* begin ENTRIES SHOWN *
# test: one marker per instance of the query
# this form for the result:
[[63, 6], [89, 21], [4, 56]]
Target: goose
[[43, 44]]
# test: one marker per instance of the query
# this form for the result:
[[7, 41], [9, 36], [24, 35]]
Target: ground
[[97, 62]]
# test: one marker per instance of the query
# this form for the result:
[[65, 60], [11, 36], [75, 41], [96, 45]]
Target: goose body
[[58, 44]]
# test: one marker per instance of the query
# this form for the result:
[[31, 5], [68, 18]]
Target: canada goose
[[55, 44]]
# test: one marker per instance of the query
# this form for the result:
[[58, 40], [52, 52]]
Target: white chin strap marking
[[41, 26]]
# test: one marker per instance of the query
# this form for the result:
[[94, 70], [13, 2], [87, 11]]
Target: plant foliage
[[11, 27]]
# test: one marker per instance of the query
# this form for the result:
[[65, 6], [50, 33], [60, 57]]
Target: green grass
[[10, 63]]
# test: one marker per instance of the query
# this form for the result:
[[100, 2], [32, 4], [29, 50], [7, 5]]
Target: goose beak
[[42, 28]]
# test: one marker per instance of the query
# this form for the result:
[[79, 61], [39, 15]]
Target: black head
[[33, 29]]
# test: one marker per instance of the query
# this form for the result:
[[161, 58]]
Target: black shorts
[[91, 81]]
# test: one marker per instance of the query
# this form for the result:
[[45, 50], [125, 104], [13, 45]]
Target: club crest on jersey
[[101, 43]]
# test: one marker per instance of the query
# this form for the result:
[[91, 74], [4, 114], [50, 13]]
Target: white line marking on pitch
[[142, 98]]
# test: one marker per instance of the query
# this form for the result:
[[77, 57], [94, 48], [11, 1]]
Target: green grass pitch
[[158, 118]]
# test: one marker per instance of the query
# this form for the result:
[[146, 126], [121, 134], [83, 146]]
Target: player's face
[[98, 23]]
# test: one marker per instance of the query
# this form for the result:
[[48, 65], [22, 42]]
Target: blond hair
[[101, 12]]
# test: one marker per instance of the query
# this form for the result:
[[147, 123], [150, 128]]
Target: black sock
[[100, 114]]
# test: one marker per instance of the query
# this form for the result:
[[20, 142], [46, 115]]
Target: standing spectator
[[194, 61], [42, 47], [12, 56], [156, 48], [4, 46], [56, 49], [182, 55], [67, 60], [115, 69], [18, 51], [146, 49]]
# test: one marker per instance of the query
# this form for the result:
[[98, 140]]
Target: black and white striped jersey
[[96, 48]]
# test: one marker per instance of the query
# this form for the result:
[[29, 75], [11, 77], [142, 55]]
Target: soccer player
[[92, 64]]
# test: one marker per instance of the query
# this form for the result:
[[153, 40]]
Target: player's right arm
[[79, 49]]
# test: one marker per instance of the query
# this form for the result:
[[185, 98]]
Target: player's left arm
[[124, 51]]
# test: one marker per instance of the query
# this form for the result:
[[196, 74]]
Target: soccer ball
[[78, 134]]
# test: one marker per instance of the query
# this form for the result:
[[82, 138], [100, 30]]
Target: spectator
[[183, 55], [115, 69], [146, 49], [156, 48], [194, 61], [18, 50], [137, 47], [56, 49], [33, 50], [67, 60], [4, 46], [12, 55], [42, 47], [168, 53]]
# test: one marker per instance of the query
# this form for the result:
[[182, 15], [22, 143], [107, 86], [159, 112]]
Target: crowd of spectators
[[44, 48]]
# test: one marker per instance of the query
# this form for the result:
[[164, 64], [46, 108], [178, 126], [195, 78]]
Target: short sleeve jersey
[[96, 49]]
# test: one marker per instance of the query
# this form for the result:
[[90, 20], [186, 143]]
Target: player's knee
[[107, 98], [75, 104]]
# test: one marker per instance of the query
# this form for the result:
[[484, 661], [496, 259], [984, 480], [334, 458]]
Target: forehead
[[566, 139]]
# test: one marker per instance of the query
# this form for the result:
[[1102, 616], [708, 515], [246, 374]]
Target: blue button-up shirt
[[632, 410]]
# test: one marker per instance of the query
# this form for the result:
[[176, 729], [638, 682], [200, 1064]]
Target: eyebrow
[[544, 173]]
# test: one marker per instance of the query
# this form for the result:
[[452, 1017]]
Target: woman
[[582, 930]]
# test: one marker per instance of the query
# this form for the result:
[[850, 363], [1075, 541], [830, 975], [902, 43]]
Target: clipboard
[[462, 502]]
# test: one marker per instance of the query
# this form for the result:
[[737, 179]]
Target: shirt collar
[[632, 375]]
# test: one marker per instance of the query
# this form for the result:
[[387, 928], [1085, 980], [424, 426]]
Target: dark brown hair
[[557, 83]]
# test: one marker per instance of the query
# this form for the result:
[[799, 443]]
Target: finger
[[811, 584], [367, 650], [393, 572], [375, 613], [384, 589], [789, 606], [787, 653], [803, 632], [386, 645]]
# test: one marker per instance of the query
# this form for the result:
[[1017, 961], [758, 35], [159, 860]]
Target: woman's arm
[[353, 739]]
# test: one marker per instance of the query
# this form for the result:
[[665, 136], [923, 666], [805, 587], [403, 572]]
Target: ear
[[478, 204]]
* end ENTRIES SHOWN *
### TASK DETAILS:
Transcribe the material above word for word.

### FINISHED EXERCISE:
# test: one marker per instance of the query
# this form for the result:
[[63, 6], [89, 21], [4, 56]]
Target: goose
[[43, 44]]
# test: one marker per instance of the query
# this form for the result:
[[7, 41], [9, 36], [24, 35]]
Target: ground
[[97, 62]]
# test: one marker per instance of the query
# this form for the result:
[[65, 60], [11, 36], [75, 41], [96, 45]]
Target: goose body
[[58, 44]]
# test: one marker per instance of the query
# this form for the result:
[[31, 5], [68, 18]]
Target: canada goose
[[55, 44]]
# test: one marker per instance of the query
# this form for the result:
[[58, 40], [52, 52]]
Target: white chin strap marking
[[41, 26]]
# test: one marker per instance of the query
# this form for the result:
[[94, 70], [13, 2], [87, 11]]
Target: plant foliage
[[11, 27]]
# test: one marker per instance of the query
# this form for the result:
[[65, 6], [50, 33], [60, 57]]
Target: green grass
[[10, 63]]
# test: one marker per instance of the query
# this form for the result:
[[100, 2], [32, 4], [29, 50], [7, 5]]
Target: goose beak
[[42, 28]]
# test: one marker per instance of the query
# this form for the result:
[[79, 61], [39, 15]]
Target: black head
[[33, 29]]
# test: one marker per instance of the query
# this form for the result:
[[161, 58]]
Target: black shorts
[[91, 81]]
# test: one marker per instance of the query
# this form for the result:
[[45, 50], [125, 104], [13, 45]]
Target: club crest on jersey
[[101, 43]]
# test: one marker per instance of the query
# this form for the result:
[[91, 74], [4, 114], [50, 13]]
Target: white line marking on pitch
[[142, 98]]
# test: one marker per instance of the query
# this form for the result:
[[77, 57], [94, 48], [11, 1]]
Target: green grass pitch
[[158, 118]]
# test: one marker per instance of the query
# this form for the result:
[[146, 126], [121, 134], [83, 146]]
Target: player's face
[[98, 23]]
# test: one marker per instance of the query
# this form for the result:
[[48, 65], [22, 42]]
Target: blond hair
[[101, 12]]
# test: one marker per instance of the query
# this form for the result:
[[147, 123], [150, 128]]
Target: black sock
[[100, 114]]
# test: one marker per instance of the query
# this form for the result:
[[20, 142], [46, 115]]
Target: standing spectator
[[194, 61], [42, 47], [12, 56], [156, 48], [4, 46], [56, 49], [182, 55], [67, 60], [115, 69], [18, 51], [146, 49]]
# test: one marker per instance of the query
# this form for the result:
[[98, 140]]
Target: black and white striped jersey
[[96, 48]]
# test: one marker per instance of the query
# this form for the result:
[[29, 75], [11, 77], [142, 55]]
Target: soccer player
[[92, 64]]
# test: one marker per instance of the query
# this form for the result:
[[153, 40]]
Target: player's right arm
[[79, 49]]
# test: one marker per instance of the query
# this form for the result:
[[185, 98]]
Target: player's left arm
[[124, 51]]
# test: one marker per instance of the query
# this form for the result:
[[196, 74]]
Target: soccer ball
[[78, 134]]
# test: one marker per instance of the query
# this form for the result:
[[82, 138], [100, 30]]
Target: spectator
[[183, 55], [115, 69], [146, 49], [156, 48], [194, 61], [18, 50], [137, 47], [56, 49], [33, 50], [67, 60], [4, 46], [12, 55], [42, 47], [168, 53]]
# test: one marker per instance of the query
# this form for the result:
[[182, 15], [22, 143], [107, 86], [159, 112]]
Target: crowd of spectators
[[44, 48]]
# test: one marker per instance of the query
# this form for the result:
[[164, 64], [46, 108], [178, 126], [195, 78]]
Target: short sleeve jersey
[[96, 49]]
# test: one marker per instance of the query
# this form for the result:
[[90, 20], [186, 143]]
Target: player's knee
[[107, 98], [75, 104]]
# test: one marker per instance of the query
# this form for the result:
[[484, 661], [496, 259], [984, 480], [334, 458]]
Target: forehead
[[566, 139]]
# test: one marker per instance of the query
# this form for the result:
[[1102, 616], [708, 515], [246, 374]]
Target: blue button-up shirt
[[632, 410]]
# test: one marker per instance of the query
# this form for the result:
[[176, 729], [638, 682], [200, 1064]]
Target: eyebrow
[[544, 173]]
# test: one marker per instance of the query
# this form for the result:
[[452, 1017]]
Target: woman
[[582, 930]]
# test: one marker per instance of the query
# this form for the result:
[[850, 363], [1075, 541], [830, 975], [902, 43]]
Target: clipboard
[[462, 502]]
# test: one marker per instance of the query
# this form for the result:
[[737, 179]]
Target: shirt collar
[[632, 375]]
# test: one marker per instance of the query
# this form for the result:
[[387, 928], [1085, 980], [424, 426]]
Target: dark brown hair
[[557, 83]]
# test: one marker per instance of the query
# this form for the result:
[[799, 443]]
Target: finger
[[811, 584], [367, 650], [393, 572], [375, 613], [384, 589], [789, 606], [787, 653], [803, 632], [386, 645]]
# test: one marker per instance of the query
# this form for the result:
[[1017, 961], [758, 35], [159, 860]]
Target: woman's arm
[[353, 739]]
# test: one marker per instance of the query
# this form for the result:
[[665, 136], [923, 666], [805, 587], [403, 572]]
Target: ear
[[478, 204]]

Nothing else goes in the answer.